━━━━━ Record extracts

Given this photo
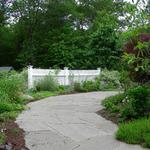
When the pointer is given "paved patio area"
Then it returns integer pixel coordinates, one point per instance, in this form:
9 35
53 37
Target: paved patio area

━━━━━━━━━━

▸ **Task goal**
From the first line to the last, return the records exactly and leave the pictures behind.

▸ **Written solution**
Given this photo
When the pointer is given "paved patio area"
Then it returns integer pixel coordinates, one point per instance, in this form:
9 35
53 37
Target: paved patio area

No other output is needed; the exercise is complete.